• Provided data
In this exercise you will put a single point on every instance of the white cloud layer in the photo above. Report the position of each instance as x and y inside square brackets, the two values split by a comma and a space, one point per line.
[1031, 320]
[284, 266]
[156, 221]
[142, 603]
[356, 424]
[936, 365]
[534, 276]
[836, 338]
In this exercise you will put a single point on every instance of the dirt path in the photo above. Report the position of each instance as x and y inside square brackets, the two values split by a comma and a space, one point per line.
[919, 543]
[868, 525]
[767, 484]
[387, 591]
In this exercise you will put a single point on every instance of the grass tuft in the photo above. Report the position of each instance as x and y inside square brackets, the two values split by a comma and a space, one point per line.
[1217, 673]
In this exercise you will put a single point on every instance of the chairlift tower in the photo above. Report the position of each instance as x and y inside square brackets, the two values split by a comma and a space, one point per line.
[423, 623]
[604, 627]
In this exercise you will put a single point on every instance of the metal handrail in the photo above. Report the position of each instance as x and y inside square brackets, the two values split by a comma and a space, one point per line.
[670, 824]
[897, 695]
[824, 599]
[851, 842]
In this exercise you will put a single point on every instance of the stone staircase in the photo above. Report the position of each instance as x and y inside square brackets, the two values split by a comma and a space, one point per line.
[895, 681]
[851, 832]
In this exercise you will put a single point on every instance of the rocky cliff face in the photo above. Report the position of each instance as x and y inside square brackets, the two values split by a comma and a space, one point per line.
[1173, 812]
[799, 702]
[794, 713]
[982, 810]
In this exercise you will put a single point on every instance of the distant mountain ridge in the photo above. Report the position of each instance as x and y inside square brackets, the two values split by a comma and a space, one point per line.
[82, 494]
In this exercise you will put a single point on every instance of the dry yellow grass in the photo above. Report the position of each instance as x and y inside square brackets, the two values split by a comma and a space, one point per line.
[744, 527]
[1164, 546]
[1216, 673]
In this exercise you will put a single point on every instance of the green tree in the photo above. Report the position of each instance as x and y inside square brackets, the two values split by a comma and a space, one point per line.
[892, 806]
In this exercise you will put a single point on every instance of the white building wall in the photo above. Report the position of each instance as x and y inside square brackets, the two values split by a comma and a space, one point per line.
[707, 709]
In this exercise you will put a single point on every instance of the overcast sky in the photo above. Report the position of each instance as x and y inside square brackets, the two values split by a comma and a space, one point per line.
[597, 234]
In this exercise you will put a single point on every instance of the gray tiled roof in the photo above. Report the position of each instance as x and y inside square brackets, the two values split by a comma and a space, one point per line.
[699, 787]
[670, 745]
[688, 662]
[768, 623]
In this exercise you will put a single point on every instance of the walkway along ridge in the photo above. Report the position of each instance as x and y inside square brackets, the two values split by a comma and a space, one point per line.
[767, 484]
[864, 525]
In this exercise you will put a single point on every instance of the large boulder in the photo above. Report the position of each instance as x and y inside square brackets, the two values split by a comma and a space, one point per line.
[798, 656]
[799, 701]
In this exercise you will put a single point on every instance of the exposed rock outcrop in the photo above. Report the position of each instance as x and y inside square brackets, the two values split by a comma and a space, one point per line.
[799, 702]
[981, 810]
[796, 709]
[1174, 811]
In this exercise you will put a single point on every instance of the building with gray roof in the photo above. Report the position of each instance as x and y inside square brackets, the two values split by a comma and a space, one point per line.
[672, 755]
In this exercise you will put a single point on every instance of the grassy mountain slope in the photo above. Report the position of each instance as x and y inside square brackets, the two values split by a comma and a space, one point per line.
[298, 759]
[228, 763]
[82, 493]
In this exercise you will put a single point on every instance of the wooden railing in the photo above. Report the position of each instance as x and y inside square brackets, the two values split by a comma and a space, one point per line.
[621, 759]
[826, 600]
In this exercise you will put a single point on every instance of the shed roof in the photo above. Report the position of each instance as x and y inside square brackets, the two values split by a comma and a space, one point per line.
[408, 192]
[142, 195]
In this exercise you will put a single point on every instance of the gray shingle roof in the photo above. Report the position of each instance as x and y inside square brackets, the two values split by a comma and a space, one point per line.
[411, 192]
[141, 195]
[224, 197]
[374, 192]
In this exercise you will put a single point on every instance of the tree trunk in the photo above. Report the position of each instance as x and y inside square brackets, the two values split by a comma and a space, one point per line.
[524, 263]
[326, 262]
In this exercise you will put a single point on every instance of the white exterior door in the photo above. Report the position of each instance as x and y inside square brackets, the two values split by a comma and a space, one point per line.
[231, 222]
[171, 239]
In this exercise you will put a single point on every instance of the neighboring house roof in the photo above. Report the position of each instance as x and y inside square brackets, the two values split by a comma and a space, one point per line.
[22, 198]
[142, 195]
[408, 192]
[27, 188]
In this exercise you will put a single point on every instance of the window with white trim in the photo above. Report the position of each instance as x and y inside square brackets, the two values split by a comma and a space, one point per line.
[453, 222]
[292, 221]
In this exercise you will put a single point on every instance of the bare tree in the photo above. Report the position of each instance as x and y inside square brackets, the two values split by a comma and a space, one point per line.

• Description of the task
Render every line of the material above as a JSON list of strings, one string per line, leaving out blank lines.

• Full output
[
  "In this exercise you will put a single point on every instance of the white cloud layer in the photo above. Report the position of each instance as x and y inside square brackets, the two values split by a comma and a space, one point per line.",
  "[1031, 320]",
  "[284, 266]",
  "[156, 221]",
  "[142, 603]",
  "[356, 424]",
  "[936, 365]",
  "[534, 276]",
  "[836, 338]",
  "In this exercise you will put a single point on every instance of the dirt path in the photo above. Report the position of each instance as x and y inside square brackets, the two values split by a comma and a space, one point per line.",
  "[919, 543]",
  "[868, 525]",
  "[767, 484]",
  "[387, 591]",
  "In this exercise you will put a single point on every instance of the grass tuft in the photo above. Report the position of each instance as x and y inside square brackets, the two values split by a comma and a space, one point per line.",
  "[1217, 673]",
  "In this exercise you will put a single point on every instance of the chairlift tower in the photo above. Report the position of each instance as x and y inside square brackets, the two values split by a comma and a space, one point per line.",
  "[423, 623]",
  "[604, 627]",
  "In this exercise you will put a single point on every instance of the metal handrail in the photo above. Report the position of each instance as x and y inside square brackets, the two values split by a comma and a space, one point per line.",
  "[670, 824]",
  "[897, 695]",
  "[824, 599]",
  "[851, 842]",
  "In this exercise you will put a single point on every instance of the stone staircase in the photo above. Report the position of each instance as x and y inside square brackets, the two values split by a comma and a space, one point per line.",
  "[895, 681]",
  "[851, 832]",
  "In this exercise you will put a single point on every instance of the rocky cliff face in the photo above. Report the position of each instance as x and y inside square brackets, the two values split by a comma and a space, one point per line.",
  "[1173, 812]",
  "[799, 702]",
  "[794, 713]",
  "[982, 810]",
  "In this exercise you will put a single point on every instance of the distant mountain ridge in the photo above. Report the position of each instance as x and y inside square brackets, the two values split by a comma and a space, one point per line.",
  "[82, 494]",
  "In this exercise you will put a single point on every instance of the dry yellow grass in the photo above. Report the position of each instance as x and y inside square brackets, the two values split by a comma and a space, one point per line.",
  "[744, 527]",
  "[1164, 546]",
  "[1216, 673]",
  "In this exercise you will put a single point on every instance of the green tree in the photo above. Report the position of each instance as x and y inside square brackets, the two values split by a comma and a space, one point per line.",
  "[892, 806]",
  "In this exercise you will put a single point on every instance of the white building wall in the photo above. Report the position of each instance as x and y inside square brackets, the two values split by a comma and a space, one point per line.",
  "[707, 709]",
  "In this exercise you will put a single point on every instance of the overcast sky in the photo above. Report the position of each instance as x and y inside square brackets, the two values split by a comma and a space, one point per line.",
  "[597, 234]",
  "In this exercise you will put a single point on every instance of the gray tiled roof in the photo above. Report the position of each instance as x and y inside square brackets, the two values split by a comma and a space, one point per line.",
  "[699, 787]",
  "[670, 745]",
  "[688, 662]",
  "[768, 623]",
  "In this exercise you will put a single point on every instance of the walkway along ridge in the photo above. Report the position of each instance as x and y inside square brackets, the two values split by a comma and a space, one point per line.",
  "[767, 484]",
  "[864, 525]",
  "In this exercise you will put a single point on every instance of the large boulder in the photo above. Report the position of each instance as x and y inside square brackets, the two values split by a comma and a space, one point per line.",
  "[798, 656]",
  "[799, 701]",
  "In this exercise you will put a single point on every instance of the exposed rock outcrop in the photo above. Report the position of each instance as x and y inside square brackets, the two values split by a comma and a space, one point per line.",
  "[799, 702]",
  "[981, 810]",
  "[796, 709]",
  "[1174, 811]",
  "In this exercise you will put a single point on every instance of the building with gray roof in the photo above. Report the position of each instance as x and y inside square brackets, the two values split by a comma and a space, one point per line.",
  "[672, 755]",
  "In this exercise you will put a single point on every instance of the grassy mountain slope in the photo above. Report the position of each instance as x and y inside square brackets, the two values split by a comma and a space, one point per line.",
  "[298, 759]",
  "[228, 763]",
  "[82, 493]",
  "In this exercise you will put a single point on every instance of the wooden railing in the photo above. Report the position of each instance as x and y inside square brackets, the two values split by a comma and a space, one point per line.",
  "[621, 759]",
  "[826, 600]",
  "In this exercise you will put a single point on every instance of the shed roof in the photo above. Report the position of each instance as x and y inside square brackets, the two values split by a comma and a space, one point per line.",
  "[408, 192]",
  "[142, 195]",
  "In this exercise you will put a single point on every instance of the gray shingle roof in the photo above. Report the position of each instance as x and y inside square brackets, the two values split by a comma and a space, one point per line.",
  "[411, 192]",
  "[141, 195]",
  "[224, 197]",
  "[374, 192]",
  "In this exercise you will put a single point on every instance of the tree trunk in the photo above. Report the position of each instance as x and y inside square brackets, the two values split by a comma and a space, one point per line.",
  "[524, 263]",
  "[326, 262]",
  "In this exercise you will put a single point on every instance of the white exterior door in the photo above. Report the position of each instance as x and y inside square brackets, the two values split by a comma and a space, one point per line.",
  "[231, 222]",
  "[171, 239]",
  "In this exercise you will put a single point on every instance of the neighboring house roof in the photo above. Report the position of each instance as x and y inside square brackets, the two values split by a comma and a space, one point per line.",
  "[22, 198]",
  "[142, 195]",
  "[408, 192]",
  "[27, 188]",
  "In this exercise you will put a single point on every instance of the window with white trim in the photo above. Report the position of each instance as x and y inside square brackets, the two values split by a comma and a space, one point per line.",
  "[453, 222]",
  "[292, 221]",
  "In this exercise you will put a single point on every instance of the bare tree in the photo above. Report the position of each instance as x and y inside square brackets, the two values split by a comma and a space, one point per line."
]